TEXT >>
What a Difference a Style Makes

Blindness is smelly, languid and apathetic. Rabies is violent, intense, and bloody. The destination of both is the same, but the paths they take are different. Rabies escalates, Blindness withers.

While it’s not hard to deduce what Blindness is about, I really didn’t get it while I was reading it. Having thought about it, I assume the point was to show:

  • The fragility of the human condition/society;
  • The ephemeral nature of what we see as humanity;
  • “Reality” is arbitrary (especially when faced with severe adversity);
  • The agility with which society turns out those who are different, afflicted, unwanted….

I just did not see it – I was too busy being irritated. I did not have any “there-she-blows” moments – it was all a struggle.

Rabies, with very similar allegorical tendencies, resonated with me with no problem whatsoever. Pekic has written a thriller, a clever crime story (with a hint of supernatural) with real people you come to hate/love and care about, a story which successfully led me to the white whale.

I’m going to quote myself here because I’m so cool:

Pekić is very ostentatious, very aware of his prowess and he’s putting it out there. It’s pretty much like this: “uuu look at me, I handle words the way you cannot handle oxygen, and I know it, and I want you to know it.” And I know it. And I loved it.


It’s Not That It’s Bad – I Just Hated It

Around 100  pages into Blindness, I had no empathy left and I didn’t give a fuck about the horrible reality the characters were subjected to. But it’s hard to tell whether that was a result of Saramago’s intention to show me I’m a part of that “humanity” (which is in essence inhumane) or was it the result of me hating the book.

There are more things I appreciated in Blindness, like Saramago’s ability to write about violence, blood and murder and still making it all seem lethargic and passive. Saramago is a magnificent writer. Blindness is not a lousy book; it’s just that I hated it.


What Now

Honestly? I don’t know. Having examined Blindness in more detail makes me think I was unfair in giving it a one-star rating. But I really hated it, I really did.

Should the aftermath matter? Or should the reading experience itself be the basis for a rating?

DATASET EXTRACT >>

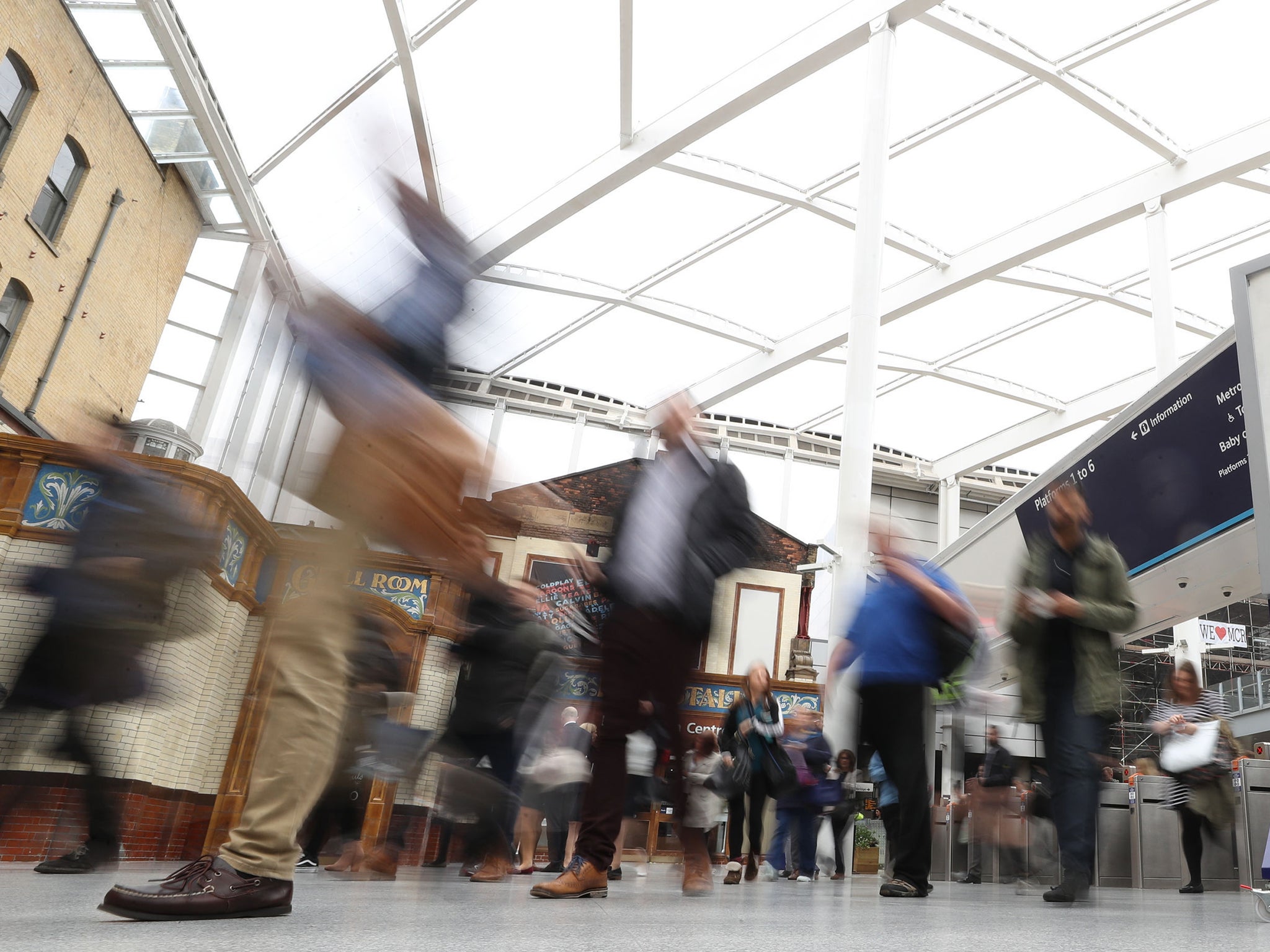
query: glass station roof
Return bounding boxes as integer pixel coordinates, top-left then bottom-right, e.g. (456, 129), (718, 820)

WORK TO BE COMPLETED >> From the review of Blindness and Rabies, reproduce word for word the part that opens with the words containing "While it’s not" and closes with "the white whale.".

REPLY TO THE TASK >>
While it’s not hard to deduce what Blindness is about, I really didn’t get it while I was reading it. Having thought about it, I assume the point was to show:

  • The fragility of the human condition/society;
  • The ephemeral nature of what we see as humanity;
  • “Reality” is arbitrary (especially when faced with severe adversity);
  • The agility with which society turns out those who are different, afflicted, unwanted….

I just did not see it – I was too busy being irritated. I did not have any “there-she-blows” moments – it was all a struggle.

Rabies, with very similar allegorical tendencies, resonated with me with no problem whatsoever. Pekic has written a thriller, a clever crime story (with a hint of supernatural) with real people you come to hate/love and care about, a story which successfully led me to the white whale.